DESCRIPTION OF THE TASK: Emit only the lines from the line containing "In the photograph above, where can the person" through the last line of the entries, unchanged.

Dataset rows:
# # # # # # #
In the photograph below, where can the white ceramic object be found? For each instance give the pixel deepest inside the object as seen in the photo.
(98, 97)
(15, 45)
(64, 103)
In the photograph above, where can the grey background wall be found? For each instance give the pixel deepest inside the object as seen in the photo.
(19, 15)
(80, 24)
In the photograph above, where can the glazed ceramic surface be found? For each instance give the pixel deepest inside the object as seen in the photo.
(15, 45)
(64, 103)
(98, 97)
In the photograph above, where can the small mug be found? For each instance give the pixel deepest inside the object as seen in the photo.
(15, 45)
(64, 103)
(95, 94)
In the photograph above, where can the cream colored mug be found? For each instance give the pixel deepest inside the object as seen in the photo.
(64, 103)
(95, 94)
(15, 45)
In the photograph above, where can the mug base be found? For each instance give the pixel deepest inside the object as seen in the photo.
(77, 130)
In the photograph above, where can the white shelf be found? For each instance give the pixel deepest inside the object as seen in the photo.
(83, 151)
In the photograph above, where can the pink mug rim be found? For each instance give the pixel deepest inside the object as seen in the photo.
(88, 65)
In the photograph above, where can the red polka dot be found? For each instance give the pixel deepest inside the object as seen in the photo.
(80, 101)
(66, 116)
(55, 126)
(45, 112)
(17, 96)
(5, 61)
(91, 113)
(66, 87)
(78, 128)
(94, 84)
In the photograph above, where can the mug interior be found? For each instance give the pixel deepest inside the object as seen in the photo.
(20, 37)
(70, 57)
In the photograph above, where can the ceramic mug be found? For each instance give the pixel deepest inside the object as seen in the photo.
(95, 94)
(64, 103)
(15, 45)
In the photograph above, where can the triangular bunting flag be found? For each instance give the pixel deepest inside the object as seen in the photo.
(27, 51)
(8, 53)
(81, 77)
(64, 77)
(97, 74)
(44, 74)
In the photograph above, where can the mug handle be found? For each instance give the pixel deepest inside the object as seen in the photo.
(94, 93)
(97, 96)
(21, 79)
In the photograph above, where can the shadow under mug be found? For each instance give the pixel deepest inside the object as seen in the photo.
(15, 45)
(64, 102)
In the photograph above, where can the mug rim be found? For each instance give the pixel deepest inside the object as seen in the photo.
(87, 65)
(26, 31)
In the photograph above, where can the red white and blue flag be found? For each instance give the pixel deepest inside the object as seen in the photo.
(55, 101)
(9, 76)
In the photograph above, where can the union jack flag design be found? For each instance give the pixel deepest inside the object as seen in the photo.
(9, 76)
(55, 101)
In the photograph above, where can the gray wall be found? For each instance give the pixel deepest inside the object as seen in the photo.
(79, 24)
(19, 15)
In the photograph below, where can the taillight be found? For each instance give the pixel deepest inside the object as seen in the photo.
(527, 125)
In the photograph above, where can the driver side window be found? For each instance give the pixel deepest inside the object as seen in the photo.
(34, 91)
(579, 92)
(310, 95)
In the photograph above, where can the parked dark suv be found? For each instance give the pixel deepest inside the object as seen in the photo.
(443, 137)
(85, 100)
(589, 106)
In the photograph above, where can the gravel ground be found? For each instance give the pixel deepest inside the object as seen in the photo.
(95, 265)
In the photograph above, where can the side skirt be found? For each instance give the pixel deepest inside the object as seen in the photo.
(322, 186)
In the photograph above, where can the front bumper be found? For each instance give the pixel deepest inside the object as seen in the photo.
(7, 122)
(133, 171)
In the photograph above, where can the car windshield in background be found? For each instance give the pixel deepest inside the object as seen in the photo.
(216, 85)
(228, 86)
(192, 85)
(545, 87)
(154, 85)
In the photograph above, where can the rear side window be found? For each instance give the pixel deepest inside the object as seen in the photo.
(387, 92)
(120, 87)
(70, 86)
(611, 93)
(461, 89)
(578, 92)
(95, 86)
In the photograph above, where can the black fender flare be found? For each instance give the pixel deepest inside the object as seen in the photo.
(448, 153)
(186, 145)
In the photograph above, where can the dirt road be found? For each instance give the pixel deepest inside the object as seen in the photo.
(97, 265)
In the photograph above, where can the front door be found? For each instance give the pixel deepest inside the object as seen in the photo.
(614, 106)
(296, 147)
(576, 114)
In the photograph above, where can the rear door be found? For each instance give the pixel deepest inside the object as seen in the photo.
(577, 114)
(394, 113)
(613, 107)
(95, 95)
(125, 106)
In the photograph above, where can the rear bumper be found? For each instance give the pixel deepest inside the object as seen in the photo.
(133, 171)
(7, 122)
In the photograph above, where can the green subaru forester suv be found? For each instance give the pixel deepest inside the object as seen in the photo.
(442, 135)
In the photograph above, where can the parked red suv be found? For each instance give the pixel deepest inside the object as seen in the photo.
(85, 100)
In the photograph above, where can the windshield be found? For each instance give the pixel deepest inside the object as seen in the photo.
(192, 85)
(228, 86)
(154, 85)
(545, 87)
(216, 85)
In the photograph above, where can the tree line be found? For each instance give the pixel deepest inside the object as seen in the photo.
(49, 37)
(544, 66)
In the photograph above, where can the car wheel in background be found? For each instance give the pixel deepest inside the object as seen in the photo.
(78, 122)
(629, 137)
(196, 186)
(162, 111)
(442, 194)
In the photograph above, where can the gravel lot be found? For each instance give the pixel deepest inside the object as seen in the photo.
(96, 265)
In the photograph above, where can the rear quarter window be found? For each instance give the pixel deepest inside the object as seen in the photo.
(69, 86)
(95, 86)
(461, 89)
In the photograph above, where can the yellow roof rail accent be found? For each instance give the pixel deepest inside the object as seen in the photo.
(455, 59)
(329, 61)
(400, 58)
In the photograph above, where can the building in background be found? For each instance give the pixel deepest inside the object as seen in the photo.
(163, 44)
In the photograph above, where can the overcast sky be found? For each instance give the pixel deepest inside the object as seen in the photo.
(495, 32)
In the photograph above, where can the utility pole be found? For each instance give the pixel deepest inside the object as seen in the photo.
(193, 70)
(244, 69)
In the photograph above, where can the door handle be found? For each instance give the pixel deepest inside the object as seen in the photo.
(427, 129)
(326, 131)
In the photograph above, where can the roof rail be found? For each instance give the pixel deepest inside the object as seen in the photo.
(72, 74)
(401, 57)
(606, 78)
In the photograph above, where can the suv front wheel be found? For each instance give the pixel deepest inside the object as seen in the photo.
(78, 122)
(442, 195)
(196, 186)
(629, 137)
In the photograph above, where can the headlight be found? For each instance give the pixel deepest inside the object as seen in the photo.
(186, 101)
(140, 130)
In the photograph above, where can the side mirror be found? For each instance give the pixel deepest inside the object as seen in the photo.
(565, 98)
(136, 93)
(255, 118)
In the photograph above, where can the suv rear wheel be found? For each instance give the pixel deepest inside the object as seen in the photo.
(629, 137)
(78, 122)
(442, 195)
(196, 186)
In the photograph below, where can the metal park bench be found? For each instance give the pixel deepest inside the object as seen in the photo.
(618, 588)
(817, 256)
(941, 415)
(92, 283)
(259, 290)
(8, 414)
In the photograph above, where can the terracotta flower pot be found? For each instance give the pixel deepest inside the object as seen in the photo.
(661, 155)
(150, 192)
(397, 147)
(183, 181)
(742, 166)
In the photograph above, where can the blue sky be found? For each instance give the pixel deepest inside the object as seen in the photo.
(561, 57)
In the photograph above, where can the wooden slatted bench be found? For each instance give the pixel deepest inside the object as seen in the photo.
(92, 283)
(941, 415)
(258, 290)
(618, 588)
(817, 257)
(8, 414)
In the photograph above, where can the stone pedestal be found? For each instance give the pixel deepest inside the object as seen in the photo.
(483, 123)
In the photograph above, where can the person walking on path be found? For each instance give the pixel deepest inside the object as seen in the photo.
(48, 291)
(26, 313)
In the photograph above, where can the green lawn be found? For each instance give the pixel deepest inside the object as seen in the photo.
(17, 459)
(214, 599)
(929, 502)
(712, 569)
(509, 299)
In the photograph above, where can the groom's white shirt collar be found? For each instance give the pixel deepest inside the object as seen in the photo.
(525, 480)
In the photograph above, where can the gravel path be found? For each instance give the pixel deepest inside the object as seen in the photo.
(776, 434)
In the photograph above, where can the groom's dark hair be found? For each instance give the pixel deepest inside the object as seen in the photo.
# # # # # # #
OUTPUT FOR THIS TASK:
In the photograph above, where can the person walking on path be found? For each instance give the pixel deepest inside the object as seen in the photo.
(48, 291)
(26, 313)
In the photograph above, where can the green lawn be found? For each instance give the pixel deepest inside the object as seen in the photo.
(17, 459)
(214, 599)
(929, 502)
(712, 569)
(509, 299)
In the photograph above, where can the groom's white shirt collar be found? For each instance give the pixel deepest inside the object as seen in the photo.
(525, 480)
In the photograph above, where can the gravel path be found? For each instance give the pixel deepest inside the object as seen in the photo.
(776, 434)
In the photograph above, where can the groom's dark hair be found? For each instance give the pixel deepest inside the object as seen in the photo.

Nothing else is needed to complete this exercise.